Coordinate labeling data
========================================================================

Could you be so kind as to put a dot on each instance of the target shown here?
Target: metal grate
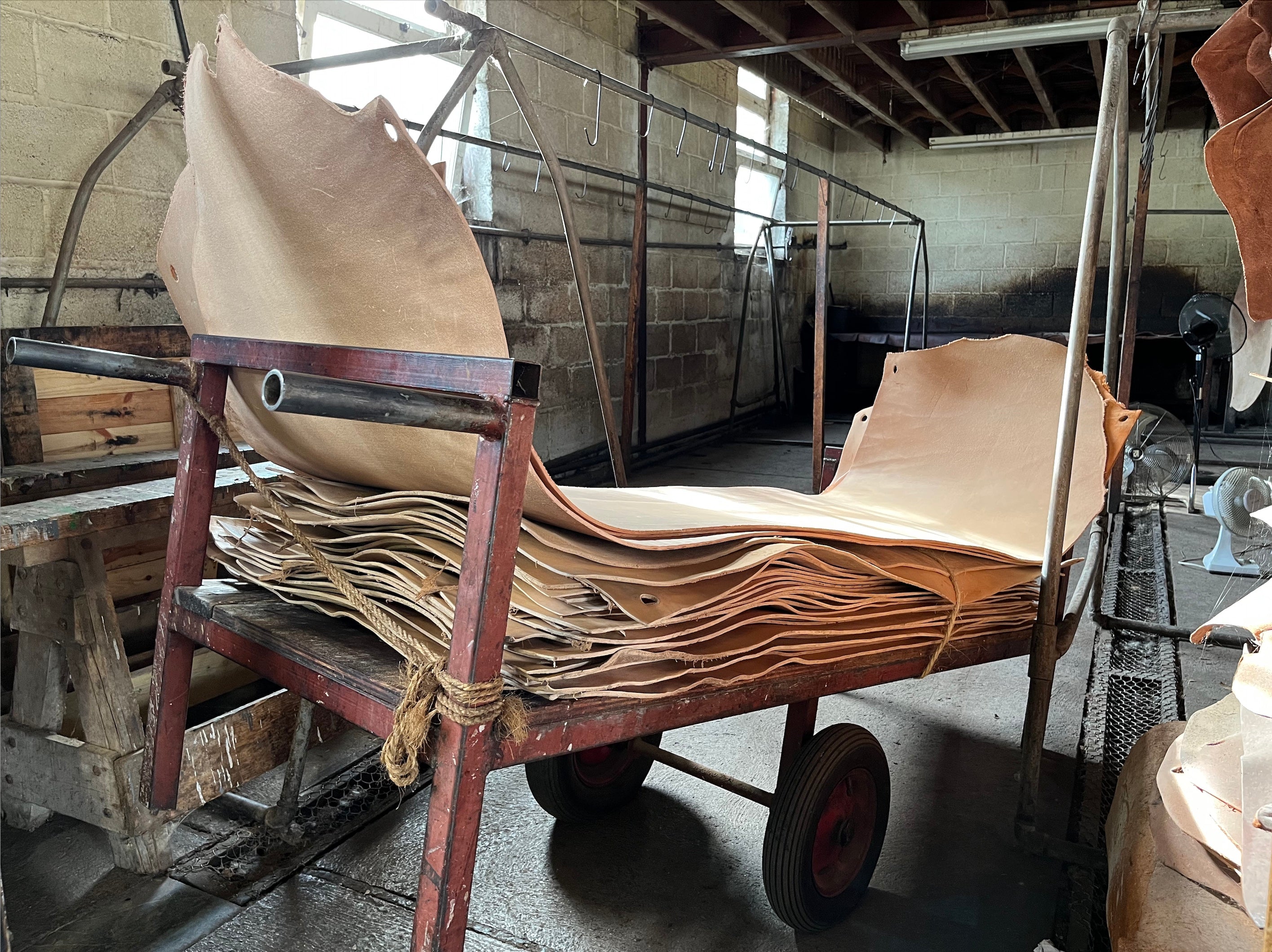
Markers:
(1134, 686)
(252, 858)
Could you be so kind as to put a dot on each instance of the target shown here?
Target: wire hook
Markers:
(596, 138)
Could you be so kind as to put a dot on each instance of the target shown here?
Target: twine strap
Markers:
(429, 689)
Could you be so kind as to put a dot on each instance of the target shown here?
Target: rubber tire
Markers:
(799, 801)
(559, 789)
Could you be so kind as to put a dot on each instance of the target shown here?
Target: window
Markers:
(757, 177)
(414, 84)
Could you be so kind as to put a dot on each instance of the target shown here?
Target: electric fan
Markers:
(1237, 494)
(1211, 326)
(1158, 454)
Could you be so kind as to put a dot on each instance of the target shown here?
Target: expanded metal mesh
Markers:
(1134, 686)
(252, 858)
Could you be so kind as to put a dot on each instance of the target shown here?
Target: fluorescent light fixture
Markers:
(1048, 30)
(1027, 138)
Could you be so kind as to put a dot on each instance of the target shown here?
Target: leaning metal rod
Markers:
(166, 93)
(285, 392)
(1117, 244)
(1042, 651)
(465, 21)
(457, 92)
(577, 261)
(914, 281)
(23, 353)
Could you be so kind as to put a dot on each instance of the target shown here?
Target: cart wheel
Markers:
(578, 787)
(826, 828)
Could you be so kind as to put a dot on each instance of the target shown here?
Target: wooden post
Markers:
(635, 293)
(465, 754)
(823, 229)
(187, 546)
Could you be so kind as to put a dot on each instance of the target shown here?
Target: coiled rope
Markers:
(429, 689)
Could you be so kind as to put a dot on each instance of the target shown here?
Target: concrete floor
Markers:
(680, 867)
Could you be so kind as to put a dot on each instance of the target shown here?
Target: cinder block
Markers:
(53, 143)
(1029, 255)
(96, 69)
(18, 64)
(980, 256)
(22, 223)
(91, 13)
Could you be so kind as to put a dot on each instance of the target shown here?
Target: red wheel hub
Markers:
(600, 767)
(844, 833)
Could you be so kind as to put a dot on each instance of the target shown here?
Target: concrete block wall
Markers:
(693, 296)
(72, 75)
(1004, 225)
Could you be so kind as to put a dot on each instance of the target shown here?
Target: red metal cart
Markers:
(584, 758)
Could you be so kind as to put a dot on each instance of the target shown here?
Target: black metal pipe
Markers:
(167, 92)
(375, 403)
(125, 284)
(25, 353)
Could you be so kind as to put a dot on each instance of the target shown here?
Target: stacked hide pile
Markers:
(298, 221)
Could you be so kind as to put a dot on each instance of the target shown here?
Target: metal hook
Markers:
(728, 138)
(594, 139)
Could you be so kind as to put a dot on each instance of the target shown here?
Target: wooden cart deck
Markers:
(344, 666)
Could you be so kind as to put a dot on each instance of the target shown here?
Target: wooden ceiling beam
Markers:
(825, 63)
(836, 16)
(918, 12)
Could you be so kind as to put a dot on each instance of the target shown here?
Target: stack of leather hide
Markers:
(298, 221)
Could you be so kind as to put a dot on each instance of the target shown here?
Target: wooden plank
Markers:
(64, 776)
(66, 415)
(54, 384)
(107, 441)
(82, 514)
(237, 746)
(40, 481)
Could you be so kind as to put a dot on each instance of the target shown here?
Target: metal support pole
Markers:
(578, 262)
(279, 818)
(1117, 243)
(1043, 648)
(166, 93)
(910, 298)
(457, 92)
(928, 275)
(823, 218)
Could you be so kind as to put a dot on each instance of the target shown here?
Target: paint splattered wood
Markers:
(82, 514)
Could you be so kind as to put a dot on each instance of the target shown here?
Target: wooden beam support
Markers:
(1031, 71)
(829, 64)
(1168, 68)
(836, 14)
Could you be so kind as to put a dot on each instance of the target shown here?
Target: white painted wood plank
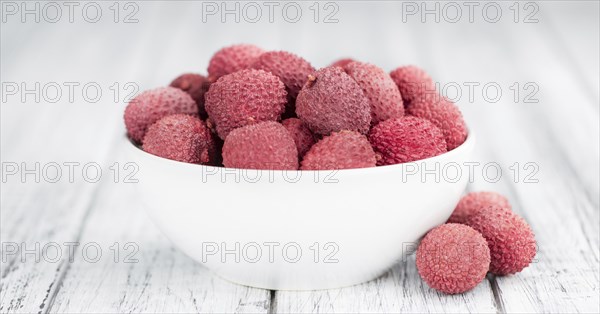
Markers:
(162, 280)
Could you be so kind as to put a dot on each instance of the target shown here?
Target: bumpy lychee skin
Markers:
(243, 98)
(453, 258)
(151, 105)
(332, 101)
(290, 68)
(340, 150)
(406, 139)
(181, 137)
(383, 94)
(473, 202)
(231, 59)
(302, 136)
(444, 114)
(266, 145)
(413, 82)
(510, 238)
(196, 85)
(342, 62)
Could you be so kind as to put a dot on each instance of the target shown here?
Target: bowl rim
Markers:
(466, 145)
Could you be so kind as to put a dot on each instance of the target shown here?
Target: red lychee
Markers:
(473, 202)
(444, 114)
(342, 62)
(340, 150)
(332, 101)
(290, 68)
(406, 139)
(151, 105)
(302, 136)
(266, 145)
(453, 258)
(196, 85)
(412, 82)
(383, 94)
(180, 137)
(243, 98)
(509, 237)
(231, 59)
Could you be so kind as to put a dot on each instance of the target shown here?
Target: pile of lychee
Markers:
(482, 235)
(273, 110)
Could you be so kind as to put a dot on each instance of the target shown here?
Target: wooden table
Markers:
(545, 140)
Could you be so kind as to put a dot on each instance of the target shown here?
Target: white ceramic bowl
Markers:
(300, 230)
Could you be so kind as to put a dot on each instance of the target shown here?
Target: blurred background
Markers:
(524, 73)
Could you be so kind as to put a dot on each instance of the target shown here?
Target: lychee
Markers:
(290, 68)
(302, 136)
(231, 59)
(340, 150)
(180, 137)
(342, 62)
(444, 114)
(196, 85)
(243, 98)
(473, 202)
(332, 101)
(413, 82)
(266, 145)
(383, 94)
(509, 237)
(151, 105)
(406, 139)
(453, 258)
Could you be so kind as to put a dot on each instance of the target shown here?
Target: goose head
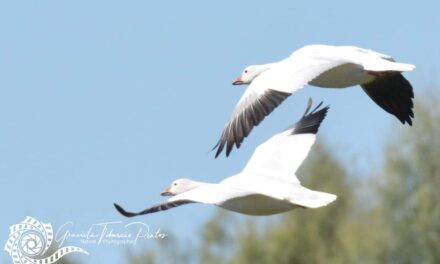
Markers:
(180, 186)
(250, 73)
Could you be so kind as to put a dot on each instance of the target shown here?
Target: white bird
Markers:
(318, 65)
(267, 185)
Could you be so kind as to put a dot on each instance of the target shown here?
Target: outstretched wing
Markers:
(157, 208)
(267, 91)
(207, 194)
(280, 156)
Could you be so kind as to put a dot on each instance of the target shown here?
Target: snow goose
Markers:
(267, 185)
(323, 66)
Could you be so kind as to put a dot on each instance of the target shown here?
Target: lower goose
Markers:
(267, 185)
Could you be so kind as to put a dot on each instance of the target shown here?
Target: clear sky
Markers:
(104, 101)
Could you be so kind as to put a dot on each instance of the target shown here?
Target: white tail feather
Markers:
(385, 65)
(312, 199)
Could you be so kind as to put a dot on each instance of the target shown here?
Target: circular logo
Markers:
(32, 243)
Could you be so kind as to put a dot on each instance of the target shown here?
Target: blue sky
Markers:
(104, 101)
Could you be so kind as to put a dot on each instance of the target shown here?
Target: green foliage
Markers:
(393, 216)
(410, 191)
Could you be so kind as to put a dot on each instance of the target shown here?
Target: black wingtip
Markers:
(246, 116)
(122, 211)
(311, 121)
(394, 94)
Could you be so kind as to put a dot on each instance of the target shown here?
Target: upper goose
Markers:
(266, 186)
(319, 65)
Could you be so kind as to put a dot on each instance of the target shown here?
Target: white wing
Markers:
(270, 89)
(319, 65)
(279, 157)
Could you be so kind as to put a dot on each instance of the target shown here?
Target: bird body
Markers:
(323, 66)
(267, 185)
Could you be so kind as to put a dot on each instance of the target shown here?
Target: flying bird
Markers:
(267, 185)
(323, 66)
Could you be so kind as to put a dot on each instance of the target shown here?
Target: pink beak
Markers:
(237, 81)
(166, 192)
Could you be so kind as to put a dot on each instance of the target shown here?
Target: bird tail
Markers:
(312, 199)
(386, 65)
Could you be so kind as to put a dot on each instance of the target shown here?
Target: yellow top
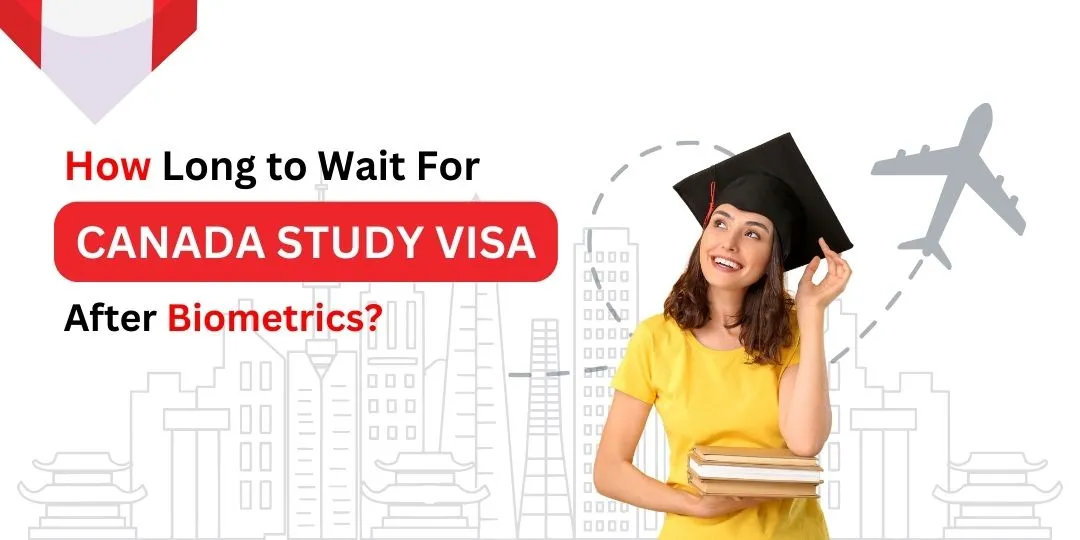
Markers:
(705, 396)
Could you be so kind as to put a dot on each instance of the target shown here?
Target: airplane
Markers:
(962, 166)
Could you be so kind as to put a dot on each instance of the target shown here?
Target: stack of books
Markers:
(753, 472)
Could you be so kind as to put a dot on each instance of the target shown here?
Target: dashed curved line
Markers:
(893, 300)
(620, 171)
(596, 205)
(613, 314)
(915, 270)
(868, 328)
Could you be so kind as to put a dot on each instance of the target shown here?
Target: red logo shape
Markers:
(97, 51)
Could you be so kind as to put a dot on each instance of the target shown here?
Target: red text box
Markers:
(477, 241)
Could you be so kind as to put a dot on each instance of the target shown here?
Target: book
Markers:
(780, 457)
(753, 472)
(754, 488)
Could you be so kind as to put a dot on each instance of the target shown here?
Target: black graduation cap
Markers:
(772, 179)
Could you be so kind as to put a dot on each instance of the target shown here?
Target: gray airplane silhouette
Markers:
(962, 166)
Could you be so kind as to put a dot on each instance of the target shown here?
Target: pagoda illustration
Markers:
(997, 499)
(83, 501)
(424, 501)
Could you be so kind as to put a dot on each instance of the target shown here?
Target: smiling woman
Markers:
(733, 360)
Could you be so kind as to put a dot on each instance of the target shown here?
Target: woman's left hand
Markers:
(818, 297)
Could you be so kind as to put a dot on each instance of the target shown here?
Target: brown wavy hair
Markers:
(764, 318)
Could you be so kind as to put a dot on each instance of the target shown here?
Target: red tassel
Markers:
(712, 202)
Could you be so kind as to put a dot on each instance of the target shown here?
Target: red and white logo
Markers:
(97, 51)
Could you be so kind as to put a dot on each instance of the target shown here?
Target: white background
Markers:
(554, 97)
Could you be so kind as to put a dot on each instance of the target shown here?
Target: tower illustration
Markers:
(323, 409)
(475, 424)
(545, 496)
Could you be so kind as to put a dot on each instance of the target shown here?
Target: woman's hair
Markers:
(764, 318)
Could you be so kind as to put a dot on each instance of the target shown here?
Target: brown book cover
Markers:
(761, 457)
(754, 488)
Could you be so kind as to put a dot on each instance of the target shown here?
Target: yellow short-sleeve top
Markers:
(705, 396)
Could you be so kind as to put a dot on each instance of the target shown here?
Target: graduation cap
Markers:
(772, 179)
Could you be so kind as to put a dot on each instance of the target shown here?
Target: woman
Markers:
(733, 360)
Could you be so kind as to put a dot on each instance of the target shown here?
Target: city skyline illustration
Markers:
(377, 435)
(332, 439)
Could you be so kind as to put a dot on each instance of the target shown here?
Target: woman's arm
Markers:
(615, 475)
(806, 416)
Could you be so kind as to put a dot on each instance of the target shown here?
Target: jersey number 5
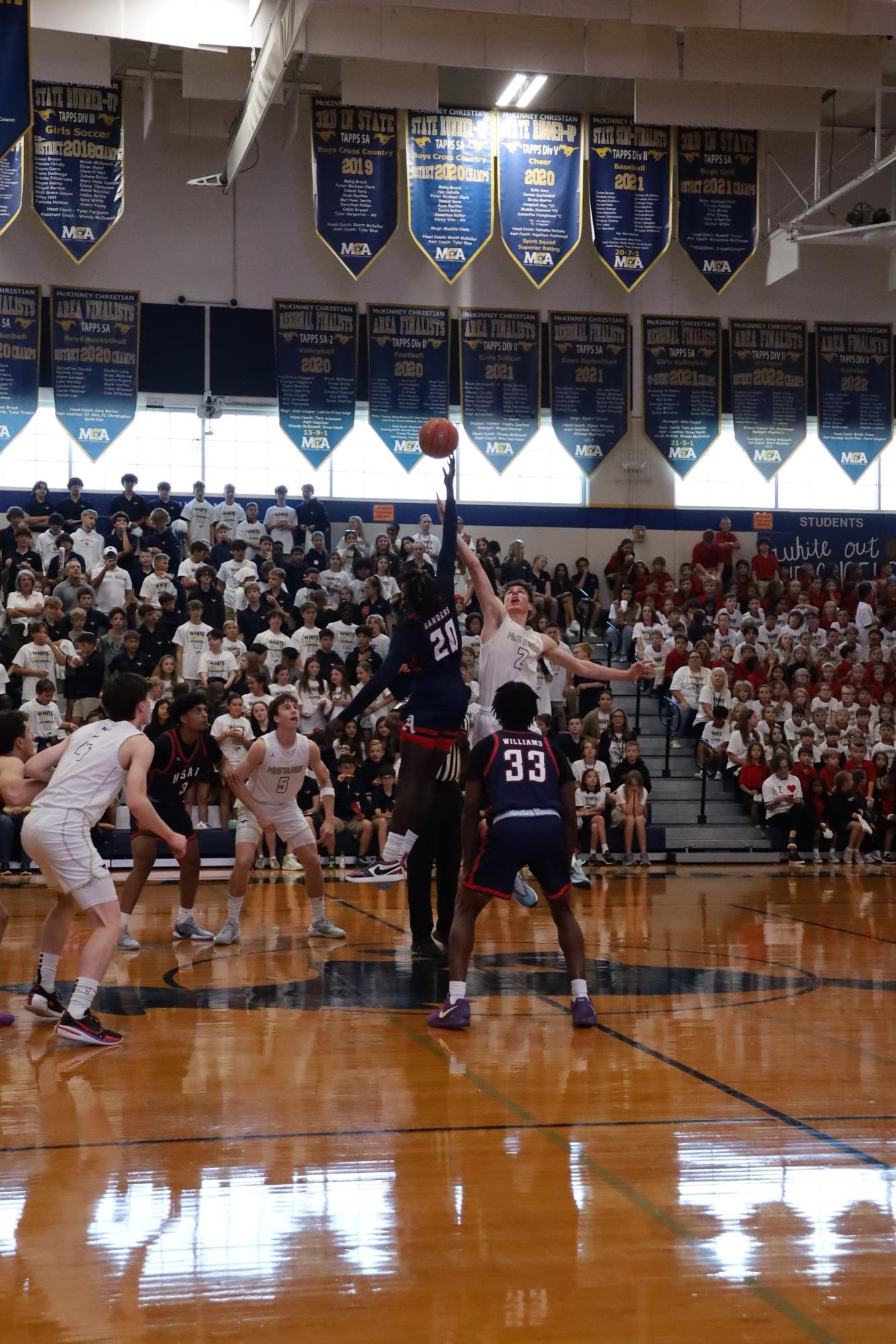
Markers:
(517, 770)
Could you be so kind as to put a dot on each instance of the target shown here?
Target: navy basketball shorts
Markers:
(514, 843)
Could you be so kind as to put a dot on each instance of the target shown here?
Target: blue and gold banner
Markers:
(855, 392)
(541, 159)
(589, 384)
(15, 73)
(355, 166)
(718, 201)
(769, 366)
(79, 163)
(409, 374)
(500, 381)
(631, 194)
(451, 186)
(682, 386)
(316, 355)
(19, 358)
(96, 351)
(13, 170)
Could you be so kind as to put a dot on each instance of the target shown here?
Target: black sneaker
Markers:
(45, 1003)
(88, 1030)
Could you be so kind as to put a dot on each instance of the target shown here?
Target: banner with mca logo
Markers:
(11, 185)
(589, 384)
(79, 163)
(15, 73)
(718, 201)
(96, 343)
(855, 392)
(409, 374)
(631, 194)
(451, 186)
(500, 381)
(682, 386)
(355, 167)
(316, 357)
(541, 159)
(769, 366)
(19, 358)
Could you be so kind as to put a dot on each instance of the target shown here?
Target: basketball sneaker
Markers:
(88, 1030)
(451, 1016)
(584, 1014)
(326, 928)
(45, 1003)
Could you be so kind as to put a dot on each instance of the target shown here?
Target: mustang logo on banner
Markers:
(682, 388)
(589, 384)
(718, 201)
(541, 158)
(11, 185)
(355, 165)
(500, 381)
(855, 392)
(96, 342)
(451, 186)
(409, 374)
(79, 163)
(769, 363)
(316, 357)
(19, 358)
(631, 194)
(15, 73)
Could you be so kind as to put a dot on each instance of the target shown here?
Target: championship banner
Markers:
(79, 163)
(19, 358)
(631, 195)
(718, 201)
(769, 367)
(15, 73)
(96, 342)
(409, 374)
(316, 357)
(500, 381)
(855, 392)
(682, 386)
(541, 159)
(451, 186)
(589, 384)
(13, 167)
(355, 169)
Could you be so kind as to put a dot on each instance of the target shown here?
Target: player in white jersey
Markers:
(83, 776)
(273, 773)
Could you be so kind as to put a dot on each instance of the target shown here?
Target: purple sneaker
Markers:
(451, 1016)
(584, 1014)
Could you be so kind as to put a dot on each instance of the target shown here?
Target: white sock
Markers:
(394, 848)
(83, 996)
(48, 971)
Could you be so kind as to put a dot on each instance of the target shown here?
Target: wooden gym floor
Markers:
(284, 1151)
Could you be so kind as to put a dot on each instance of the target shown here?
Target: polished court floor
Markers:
(284, 1151)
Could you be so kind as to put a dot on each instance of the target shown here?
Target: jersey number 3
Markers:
(517, 770)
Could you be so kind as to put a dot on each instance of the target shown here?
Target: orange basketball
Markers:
(439, 439)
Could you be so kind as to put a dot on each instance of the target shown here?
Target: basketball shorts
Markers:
(289, 823)
(514, 843)
(60, 843)
(174, 815)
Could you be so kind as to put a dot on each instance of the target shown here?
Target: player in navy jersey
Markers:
(527, 791)
(427, 651)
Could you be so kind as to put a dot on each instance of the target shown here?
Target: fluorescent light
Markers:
(511, 92)
(531, 89)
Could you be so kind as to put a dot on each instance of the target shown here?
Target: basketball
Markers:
(439, 439)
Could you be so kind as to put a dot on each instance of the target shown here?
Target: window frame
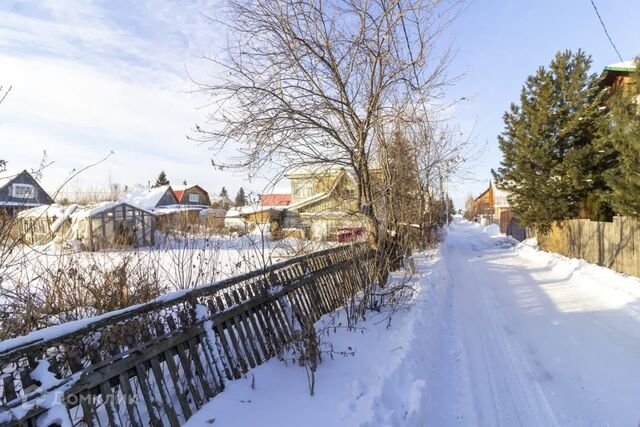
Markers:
(30, 194)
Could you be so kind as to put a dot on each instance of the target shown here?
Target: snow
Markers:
(371, 379)
(498, 334)
(546, 340)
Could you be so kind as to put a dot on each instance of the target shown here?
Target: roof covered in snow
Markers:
(48, 211)
(7, 176)
(628, 66)
(275, 199)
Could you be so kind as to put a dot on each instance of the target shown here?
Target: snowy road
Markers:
(497, 335)
(533, 339)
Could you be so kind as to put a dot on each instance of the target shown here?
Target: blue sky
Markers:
(500, 43)
(91, 77)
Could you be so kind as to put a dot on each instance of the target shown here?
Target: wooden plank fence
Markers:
(615, 245)
(157, 363)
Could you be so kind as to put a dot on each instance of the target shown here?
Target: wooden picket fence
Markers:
(157, 363)
(615, 244)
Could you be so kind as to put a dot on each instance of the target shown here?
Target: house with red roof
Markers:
(192, 195)
(274, 200)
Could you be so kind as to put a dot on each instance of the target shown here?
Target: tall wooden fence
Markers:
(615, 245)
(157, 363)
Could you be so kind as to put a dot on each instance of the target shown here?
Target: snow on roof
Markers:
(164, 210)
(629, 65)
(144, 198)
(317, 169)
(48, 211)
(98, 208)
(275, 199)
(7, 176)
(216, 198)
(251, 209)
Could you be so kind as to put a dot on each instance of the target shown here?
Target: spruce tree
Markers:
(161, 180)
(241, 199)
(621, 133)
(550, 164)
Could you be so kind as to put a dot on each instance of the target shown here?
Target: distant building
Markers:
(150, 199)
(193, 195)
(275, 199)
(324, 203)
(492, 205)
(19, 191)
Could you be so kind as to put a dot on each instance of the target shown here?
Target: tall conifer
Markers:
(550, 164)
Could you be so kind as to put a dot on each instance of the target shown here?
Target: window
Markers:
(23, 191)
(303, 190)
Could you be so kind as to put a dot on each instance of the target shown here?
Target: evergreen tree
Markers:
(621, 133)
(550, 165)
(161, 180)
(241, 198)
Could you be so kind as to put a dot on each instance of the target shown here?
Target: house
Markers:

========================================================================

▸ GIVEN PROBLEM:
Count the lines in the data above that contain the word "banner", and reply with only that number.

▸ EXERCISE RESULT:
4